■ GIVEN RECORDS
####
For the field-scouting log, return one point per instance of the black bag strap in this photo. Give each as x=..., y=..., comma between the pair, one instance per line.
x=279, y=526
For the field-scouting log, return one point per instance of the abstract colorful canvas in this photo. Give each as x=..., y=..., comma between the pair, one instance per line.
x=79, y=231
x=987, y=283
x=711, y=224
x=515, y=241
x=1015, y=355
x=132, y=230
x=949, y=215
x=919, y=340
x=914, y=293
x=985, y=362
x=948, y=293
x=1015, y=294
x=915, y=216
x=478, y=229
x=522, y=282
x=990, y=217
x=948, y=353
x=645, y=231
####
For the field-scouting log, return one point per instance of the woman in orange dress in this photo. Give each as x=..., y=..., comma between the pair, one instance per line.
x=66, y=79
####
■ WRITTEN INSTRUCTION
Rescale the rows from the line with "of the black" to the line with "x=645, y=231", both ends included, and reproduce them in full with the requests unchanged. Multiply every x and y coordinate in the answers by 0.6, rounding to whole numbers with halves going up.

■ EXERCISE ANSWER
For the field-scouting log, return one point per instance of the black bag strap in this photo. Give each as x=..., y=..., comma between the pair, one instance per line.
x=167, y=316
For the field-scouting log, return one point per instance of the abstract colorful canvas in this photo. Give each as x=..., y=..., comma between the pair, one instance per line.
x=47, y=139
x=592, y=170
x=427, y=134
x=309, y=145
x=609, y=213
x=79, y=138
x=569, y=129
x=551, y=204
x=548, y=176
x=591, y=217
x=569, y=176
x=609, y=176
x=549, y=130
x=287, y=137
x=313, y=169
x=594, y=130
x=569, y=212
x=387, y=139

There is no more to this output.